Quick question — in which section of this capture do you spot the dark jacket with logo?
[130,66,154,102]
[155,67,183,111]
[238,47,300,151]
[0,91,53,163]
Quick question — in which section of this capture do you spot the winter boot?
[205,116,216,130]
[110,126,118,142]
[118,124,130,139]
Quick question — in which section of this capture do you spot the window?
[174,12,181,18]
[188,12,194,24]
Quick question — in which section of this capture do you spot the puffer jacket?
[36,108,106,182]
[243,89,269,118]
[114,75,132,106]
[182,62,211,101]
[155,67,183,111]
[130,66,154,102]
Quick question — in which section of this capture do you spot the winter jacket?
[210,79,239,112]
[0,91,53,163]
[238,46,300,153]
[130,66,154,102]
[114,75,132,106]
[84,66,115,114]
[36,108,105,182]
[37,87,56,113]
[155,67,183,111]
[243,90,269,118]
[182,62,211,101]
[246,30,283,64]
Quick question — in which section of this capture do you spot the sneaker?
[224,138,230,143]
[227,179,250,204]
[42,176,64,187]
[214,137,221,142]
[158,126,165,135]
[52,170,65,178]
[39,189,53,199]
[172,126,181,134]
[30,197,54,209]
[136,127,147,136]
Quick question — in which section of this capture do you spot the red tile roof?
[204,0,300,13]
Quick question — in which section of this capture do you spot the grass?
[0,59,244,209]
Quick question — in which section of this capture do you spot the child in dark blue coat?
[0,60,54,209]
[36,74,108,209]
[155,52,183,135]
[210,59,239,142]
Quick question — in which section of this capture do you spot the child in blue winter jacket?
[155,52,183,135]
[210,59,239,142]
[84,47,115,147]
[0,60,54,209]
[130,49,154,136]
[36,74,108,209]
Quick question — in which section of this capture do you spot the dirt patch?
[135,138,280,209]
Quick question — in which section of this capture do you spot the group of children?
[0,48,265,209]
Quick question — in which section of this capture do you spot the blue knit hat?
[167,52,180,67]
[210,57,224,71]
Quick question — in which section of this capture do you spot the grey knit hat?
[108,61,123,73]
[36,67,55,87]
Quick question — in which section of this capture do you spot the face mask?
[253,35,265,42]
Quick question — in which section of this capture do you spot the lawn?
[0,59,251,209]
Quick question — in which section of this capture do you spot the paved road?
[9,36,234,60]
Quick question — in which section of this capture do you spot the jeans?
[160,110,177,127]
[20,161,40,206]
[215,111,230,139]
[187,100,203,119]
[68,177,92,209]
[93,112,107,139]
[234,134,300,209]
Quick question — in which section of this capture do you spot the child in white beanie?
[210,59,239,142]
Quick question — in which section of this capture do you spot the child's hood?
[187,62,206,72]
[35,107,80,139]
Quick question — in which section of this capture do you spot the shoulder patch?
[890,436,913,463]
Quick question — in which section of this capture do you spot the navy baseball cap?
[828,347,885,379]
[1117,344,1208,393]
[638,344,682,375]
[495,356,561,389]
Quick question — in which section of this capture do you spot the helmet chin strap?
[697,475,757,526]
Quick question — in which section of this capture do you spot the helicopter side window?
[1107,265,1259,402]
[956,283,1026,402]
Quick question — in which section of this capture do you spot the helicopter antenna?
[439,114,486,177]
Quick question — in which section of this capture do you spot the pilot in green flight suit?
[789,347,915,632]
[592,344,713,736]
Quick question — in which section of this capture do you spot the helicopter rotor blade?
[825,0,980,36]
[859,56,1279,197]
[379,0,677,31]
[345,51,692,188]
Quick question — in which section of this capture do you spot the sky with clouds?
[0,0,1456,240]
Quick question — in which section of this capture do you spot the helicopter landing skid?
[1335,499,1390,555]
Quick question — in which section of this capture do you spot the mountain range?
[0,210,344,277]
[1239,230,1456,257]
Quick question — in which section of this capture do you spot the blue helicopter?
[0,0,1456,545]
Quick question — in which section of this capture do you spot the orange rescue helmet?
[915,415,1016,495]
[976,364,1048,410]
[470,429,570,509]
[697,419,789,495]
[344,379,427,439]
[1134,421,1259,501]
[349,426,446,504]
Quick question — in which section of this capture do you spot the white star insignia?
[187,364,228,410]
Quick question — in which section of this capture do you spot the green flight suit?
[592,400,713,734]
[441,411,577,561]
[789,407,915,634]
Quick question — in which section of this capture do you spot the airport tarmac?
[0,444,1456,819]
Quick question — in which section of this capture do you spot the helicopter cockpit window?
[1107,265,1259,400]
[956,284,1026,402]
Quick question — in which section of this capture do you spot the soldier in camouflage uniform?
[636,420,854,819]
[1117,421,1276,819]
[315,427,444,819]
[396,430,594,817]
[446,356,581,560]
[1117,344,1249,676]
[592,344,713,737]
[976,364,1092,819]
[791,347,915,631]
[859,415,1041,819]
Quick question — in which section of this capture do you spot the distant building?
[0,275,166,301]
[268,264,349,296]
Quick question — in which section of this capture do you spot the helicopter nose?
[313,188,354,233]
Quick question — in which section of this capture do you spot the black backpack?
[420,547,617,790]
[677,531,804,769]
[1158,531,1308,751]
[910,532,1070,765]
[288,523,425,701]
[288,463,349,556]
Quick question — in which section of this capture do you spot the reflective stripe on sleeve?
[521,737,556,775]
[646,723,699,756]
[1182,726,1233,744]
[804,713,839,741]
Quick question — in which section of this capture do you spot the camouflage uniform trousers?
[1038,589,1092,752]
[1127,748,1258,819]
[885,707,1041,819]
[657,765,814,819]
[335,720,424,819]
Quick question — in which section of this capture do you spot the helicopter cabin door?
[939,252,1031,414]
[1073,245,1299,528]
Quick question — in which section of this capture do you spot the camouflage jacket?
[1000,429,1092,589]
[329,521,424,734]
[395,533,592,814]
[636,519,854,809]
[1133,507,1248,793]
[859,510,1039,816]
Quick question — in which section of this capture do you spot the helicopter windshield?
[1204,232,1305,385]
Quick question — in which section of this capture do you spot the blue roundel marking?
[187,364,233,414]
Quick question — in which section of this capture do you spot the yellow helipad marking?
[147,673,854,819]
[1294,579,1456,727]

Exercise details:
Reproduce the full listing, substituting "frame" for every occurrence of "capture" and leaving all other text intact.

Response to the exercise:
Quick question — in which section of this frame do you spot the dark jacket with logo?
[130,66,154,102]
[155,67,183,111]
[238,47,300,151]
[0,91,53,163]
Quick question — in which section of this frame do you spot the winter boot?
[205,116,216,130]
[110,126,118,142]
[118,124,130,139]
Quick question — in which section of this frame do you spot the window?
[174,12,181,18]
[188,12,194,24]
Quick question — in which section of this frame do you spot the puffer jacket?
[36,108,106,182]
[243,89,269,118]
[114,75,132,106]
[182,62,211,101]
[155,67,183,111]
[130,66,154,102]
Quick question — in which section of this frame do you spot the winter jacket?
[210,79,239,112]
[0,91,53,163]
[238,46,300,153]
[130,66,154,102]
[114,75,132,106]
[84,66,115,114]
[36,108,105,182]
[37,87,56,113]
[155,67,183,111]
[243,90,269,118]
[182,62,211,101]
[246,30,283,64]
Quick question — in which section of this frame do you spot the sneaker?
[224,138,230,143]
[227,179,250,204]
[42,176,64,187]
[214,137,221,142]
[158,126,165,135]
[52,170,65,178]
[39,189,53,199]
[172,126,181,134]
[30,197,54,209]
[136,127,147,136]
Quick question — in which section of this frame do you spot the red tile roof?
[204,0,300,13]
Quick question — in which section of this frame do you spot the grass?
[0,59,244,209]
Quick question — in which section of this frame do you spot the child in dark blue coat?
[0,60,54,209]
[36,74,108,209]
[155,52,183,135]
[210,59,239,142]
Quick question — in which section of this frame do you spot the child in blue winter jacket?
[155,52,183,135]
[210,59,239,142]
[84,47,115,147]
[0,60,54,209]
[130,49,154,136]
[36,74,108,209]
Quick question — in which section of this frame do you spot the dirt patch?
[135,138,280,209]
Quick question — in which section of this frame do you spot the group of children?
[0,48,265,209]
Quick question — in which section of this frame do you spot the blue knit hat?
[167,52,180,67]
[210,57,224,71]
Quick question — in which section of this frame do you spot the grey knit hat?
[108,61,123,73]
[36,67,55,87]
Quick question — in which section of this frame do you spot the face mask?
[253,35,265,42]
Quick question — in which section of this frame do you spot the lawn?
[0,59,251,209]
Quick question — in which section of this frame do you spot the paved road?
[9,36,234,60]
Quick question — in which section of this frame do you spot the jeans?
[160,110,177,127]
[20,161,40,206]
[215,111,230,139]
[187,100,203,119]
[68,177,92,209]
[93,112,107,139]
[234,134,300,209]
Quick question — in which section of this frame do you spot the child in white beanie?
[210,59,239,142]
Quick question — in which section of this frame do you spot the child's hood?
[187,62,206,72]
[35,107,80,139]
Quick question — in which section of this frame do you spot the shoulder patch?
[890,436,913,463]
Quick question — in which section of this frame do you spot the navy baseball cap?
[828,347,885,379]
[1117,344,1208,393]
[638,344,682,375]
[495,356,561,389]
Quick question — in which section of this frame do you spot the helmet chin strap?
[697,475,757,526]
Quick question — in which section of this frame do you spot the helicopter side window?
[1107,265,1259,402]
[956,283,1026,402]
Quick question — in which section of this frame do you spot the helicopter antenna?
[439,114,486,177]
Quick question — in which section of this frame do you spot the pilot in green flight suit?
[789,347,915,632]
[592,344,713,736]
Quick question — in which section of this frame do you spot the helicopter rotor blade?
[825,0,980,36]
[859,56,1279,197]
[379,0,677,31]
[345,51,692,188]
Quick question — in which section of this frame do you spot the sky with clouds?
[0,0,1456,240]
Quick question — in which section of this frame do you spot the helicopter landing skid?
[1335,499,1390,555]
Quick question — in which section of this frame do you spot the mountain range?
[0,210,344,277]
[1239,230,1456,257]
Quick question — in which section of this frame do you spot the blue helicopter?
[0,0,1456,545]
Quick question — in which section of this frame do you spot the orange rescue helmet?
[915,415,1016,495]
[976,364,1048,410]
[470,429,570,509]
[697,419,789,495]
[344,379,427,439]
[1134,421,1259,501]
[349,426,446,504]
Quick question — in which section of this frame do you spot the white star insignia?
[187,364,228,410]
Quick question — in which section of this frame do you spot the green flight suit?
[592,400,713,734]
[441,411,577,561]
[789,407,915,634]
Quick question — in which section of this frame do you spot the airport tarmac?
[0,444,1456,819]
Quick question — in which section of this frame do you spot the helicopter cockpit window?
[1107,265,1259,400]
[956,284,1026,402]
Quick question — in which section of this frame do you spot the soldier in camouflage uniform?
[636,420,854,819]
[1117,421,1276,819]
[315,427,444,819]
[396,430,594,817]
[446,356,581,560]
[1117,344,1249,676]
[592,344,713,737]
[976,364,1092,819]
[791,347,915,631]
[859,415,1041,819]
Quick question — in which section of this frame do you spot the distant building?
[0,275,166,301]
[268,264,349,296]
Quick question — in which section of this frame do you spot the helicopter nose?
[313,188,354,233]
Quick question — in which section of this frame do you spot the black backpack?
[420,547,617,790]
[677,531,804,769]
[1158,531,1308,751]
[910,532,1070,765]
[288,523,425,701]
[288,463,349,556]
Quick question — in which section of this frame do you spot the reflective stripe on sleeve?
[521,737,556,775]
[646,723,699,756]
[1182,726,1233,744]
[804,713,839,741]
Quick question — in which section of this frame do you spot the camouflage uniform trousers?
[1038,589,1092,752]
[1127,748,1258,819]
[885,707,1041,819]
[657,765,814,819]
[335,720,424,819]
Quick question — in which section of this frame do you spot the helicopter cabin door?
[939,252,1031,414]
[1073,245,1299,528]
Quick question — in which section of this frame do you spot the camouflage jacket?
[1000,429,1092,589]
[329,521,424,734]
[395,533,592,814]
[636,519,854,809]
[1133,507,1248,793]
[859,510,1039,816]
Quick question — in which section of this frame do you spot the helicopter windshield?
[1204,232,1305,385]
Quick question — in which section of this frame do you spot the blue roundel marking?
[187,364,233,414]
Quick question — in which section of this frame do you spot the yellow helipad marking?
[147,673,854,819]
[1294,579,1456,727]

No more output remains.